WHAT THIS TASK INVOLVES =
Reproduce the records below in full, substituting "rectangular frame" for every occurrence of "bounding box" and leaving all other text unchanged.

GIVEN RECORDS =
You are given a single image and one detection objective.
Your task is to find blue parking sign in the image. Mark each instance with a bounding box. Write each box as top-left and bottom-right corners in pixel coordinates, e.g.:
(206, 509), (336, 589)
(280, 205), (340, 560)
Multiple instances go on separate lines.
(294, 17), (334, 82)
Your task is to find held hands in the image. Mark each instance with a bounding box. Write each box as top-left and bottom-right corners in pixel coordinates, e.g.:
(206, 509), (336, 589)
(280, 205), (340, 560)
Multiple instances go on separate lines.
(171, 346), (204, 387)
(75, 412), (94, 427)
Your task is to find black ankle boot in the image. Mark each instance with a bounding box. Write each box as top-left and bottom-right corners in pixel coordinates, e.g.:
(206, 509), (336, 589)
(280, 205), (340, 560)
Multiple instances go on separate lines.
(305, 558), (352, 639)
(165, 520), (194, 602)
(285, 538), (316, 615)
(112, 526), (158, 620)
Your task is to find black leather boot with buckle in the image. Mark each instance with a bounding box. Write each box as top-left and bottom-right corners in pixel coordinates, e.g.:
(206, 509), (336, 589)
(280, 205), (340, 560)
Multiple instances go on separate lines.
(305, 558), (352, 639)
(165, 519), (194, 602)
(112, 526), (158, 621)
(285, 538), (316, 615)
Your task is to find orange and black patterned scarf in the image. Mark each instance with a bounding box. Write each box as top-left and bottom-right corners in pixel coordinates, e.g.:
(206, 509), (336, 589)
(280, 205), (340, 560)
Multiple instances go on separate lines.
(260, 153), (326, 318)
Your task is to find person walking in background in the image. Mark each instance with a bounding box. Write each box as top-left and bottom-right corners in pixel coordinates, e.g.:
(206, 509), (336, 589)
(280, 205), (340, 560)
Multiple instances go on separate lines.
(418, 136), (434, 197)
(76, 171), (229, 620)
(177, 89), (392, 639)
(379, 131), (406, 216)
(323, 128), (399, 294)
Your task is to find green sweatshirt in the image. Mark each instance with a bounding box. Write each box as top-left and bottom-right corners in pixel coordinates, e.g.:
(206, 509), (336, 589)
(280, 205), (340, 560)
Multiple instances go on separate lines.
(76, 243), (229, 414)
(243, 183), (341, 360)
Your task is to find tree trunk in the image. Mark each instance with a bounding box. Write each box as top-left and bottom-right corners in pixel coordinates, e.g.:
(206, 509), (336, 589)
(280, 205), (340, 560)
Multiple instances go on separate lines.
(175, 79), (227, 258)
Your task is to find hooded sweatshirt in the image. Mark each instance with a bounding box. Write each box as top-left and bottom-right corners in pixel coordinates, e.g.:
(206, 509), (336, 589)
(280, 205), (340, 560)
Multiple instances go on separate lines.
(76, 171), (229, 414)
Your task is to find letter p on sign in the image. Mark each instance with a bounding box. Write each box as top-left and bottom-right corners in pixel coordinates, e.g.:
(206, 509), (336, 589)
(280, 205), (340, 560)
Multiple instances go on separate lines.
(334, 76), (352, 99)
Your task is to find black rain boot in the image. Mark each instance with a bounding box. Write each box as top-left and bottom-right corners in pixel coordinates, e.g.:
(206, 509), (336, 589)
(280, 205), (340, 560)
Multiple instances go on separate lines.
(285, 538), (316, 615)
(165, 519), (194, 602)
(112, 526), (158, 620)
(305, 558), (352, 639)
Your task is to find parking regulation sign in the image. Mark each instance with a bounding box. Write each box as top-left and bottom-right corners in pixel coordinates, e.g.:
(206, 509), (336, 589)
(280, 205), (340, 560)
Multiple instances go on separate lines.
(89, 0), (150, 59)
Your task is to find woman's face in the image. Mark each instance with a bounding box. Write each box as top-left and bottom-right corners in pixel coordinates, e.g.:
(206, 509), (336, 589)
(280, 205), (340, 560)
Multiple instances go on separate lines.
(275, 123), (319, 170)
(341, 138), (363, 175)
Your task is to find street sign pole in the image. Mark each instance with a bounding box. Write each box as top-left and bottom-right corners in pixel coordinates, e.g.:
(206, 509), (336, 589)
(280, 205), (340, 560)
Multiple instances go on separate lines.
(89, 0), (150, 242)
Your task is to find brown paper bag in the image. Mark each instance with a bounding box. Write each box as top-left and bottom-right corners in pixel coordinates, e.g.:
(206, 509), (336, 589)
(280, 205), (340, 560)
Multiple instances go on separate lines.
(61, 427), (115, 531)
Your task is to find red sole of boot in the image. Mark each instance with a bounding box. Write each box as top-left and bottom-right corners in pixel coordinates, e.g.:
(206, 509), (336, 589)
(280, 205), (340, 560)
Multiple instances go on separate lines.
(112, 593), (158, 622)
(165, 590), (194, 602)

WRITTEN SOLUTION =
You are given a single image and one detection objective.
Your task is to find blue parking sign in the image. Mark each instance with a rectangular frame. Write each box as top-left and bottom-right corners in pixel coordinates, e.g.:
(206, 509), (336, 589)
(280, 205), (340, 560)
Multiple instances go on separate lines.
(294, 17), (334, 82)
Your task is to find held hands in the image. Mark each instance with a rectangular frame. Write each box as top-left and bottom-right corners in pixel coordinates, e.g.:
(206, 509), (336, 589)
(280, 205), (340, 560)
Multiple instances go on separate lines.
(171, 346), (204, 387)
(75, 412), (94, 427)
Your task is to find black ankle boot in the image. Mark each instance with a rectangular frame. Write each box as top-left and bottom-right corners in pixel coordinates, e.g.:
(206, 509), (336, 589)
(280, 205), (340, 560)
Multiple instances go on separate lines.
(305, 558), (352, 639)
(165, 520), (194, 602)
(285, 538), (316, 615)
(112, 526), (158, 620)
Your task is to find black leather boot with buckle in the image. Mark each instance with a rectangular frame. Write each box as top-left and bottom-right corners in pixel coordinates, e.g.:
(206, 509), (336, 589)
(280, 205), (340, 560)
Multiple instances go on separate lines.
(305, 558), (352, 639)
(165, 519), (194, 602)
(112, 526), (158, 621)
(285, 538), (316, 615)
Your task is to find orange and black patterned scarf in the image. Mark each instance with a rectangular frame. Write each box as top-left and bottom-right corners in pixel coordinates, e.g.:
(206, 509), (336, 589)
(280, 205), (340, 560)
Multiple instances go on separate lines.
(260, 153), (326, 318)
Your task is to find person walking in background in the image. Mark each instance with a rectangular frame. Write each box as top-left and bottom-right corners in pixel coordinates, e.g.:
(206, 509), (336, 589)
(280, 205), (340, 560)
Multiple instances go on separate lines.
(418, 136), (434, 197)
(76, 171), (229, 620)
(177, 89), (392, 639)
(379, 131), (406, 216)
(323, 128), (399, 294)
Your task is to find green sweatshirt in the image. Mark each instance with a rectangular frame. Write each box as top-left and bottom-right corners in pixel coordinates, e.g.:
(206, 509), (336, 589)
(280, 205), (340, 560)
Multiple instances go on separate lines.
(76, 243), (229, 414)
(243, 183), (341, 360)
Your task is to find tree trunk in the image. Mark each instance with a rectangular frame. Write each box as top-left and bottom-right corners in pixel coordinates, e.g.:
(206, 509), (336, 589)
(280, 205), (340, 560)
Multiple instances go on separate lines.
(175, 79), (227, 258)
Your task is to find hooded sweatshirt in the image. Mark each instance with a rectangular frame. Write each box as top-left and bottom-right corners in pixel coordinates, e.g.:
(206, 509), (336, 589)
(280, 205), (340, 560)
Multiple instances go on separate lines.
(76, 171), (229, 414)
Your task is to find letter p on sign in the image. Mark each instance with a rectangular frame. Write each box as top-left and bottom-right corners in pixel coordinates, e.g.:
(206, 509), (336, 589)
(280, 205), (340, 560)
Multiple instances go on separate lines.
(334, 76), (352, 99)
Your task is to find black rain boot in the image. Mark each instance with a rectangular frame. Write each box as top-left and bottom-right corners in pixel coordinates, e.g.:
(206, 509), (336, 589)
(280, 205), (340, 560)
Multiple instances go on separate lines.
(285, 538), (316, 615)
(165, 519), (194, 602)
(112, 526), (158, 620)
(305, 558), (352, 639)
Your task is to find parking regulation sign in the image. Mark each instance with a rectangular frame. Write each box as top-left and bottom-right corners in pixel coordinates, e.g.:
(206, 509), (336, 589)
(280, 205), (340, 560)
Multiple instances go on separate lines.
(89, 0), (150, 59)
Your task is to find woman's face in the image. Mark each instance with a rectangular frame. Write each box as top-left and bottom-right corners in pixel coordinates, e.g.:
(206, 509), (336, 589)
(280, 205), (340, 560)
Multiple instances go on separate lines.
(275, 123), (319, 170)
(341, 138), (363, 175)
Your task is to find street sign pole in the image. Mark each instance with a rectangular frame. Write each box as top-left and bottom-right corners in pixel coordinates, e.g.:
(206, 509), (336, 589)
(280, 205), (340, 560)
Multiple instances go on separate lines.
(89, 0), (150, 242)
Your task is to find brown paper bag in the image. Mark each instance with a rectangular frame. Write each box as top-left and bottom-right corners in pixel coordinates, e.g.:
(206, 509), (336, 589)
(280, 205), (340, 560)
Multiple instances go on separate lines.
(61, 427), (115, 531)
Your task is to find red sole of boot in the image. Mark each instance with a rectangular frame. Write each box as top-left and bottom-right corners in pixel coordinates, e.g.:
(206, 509), (336, 589)
(280, 205), (340, 560)
Multiple instances go on separate lines.
(112, 593), (158, 622)
(165, 590), (194, 602)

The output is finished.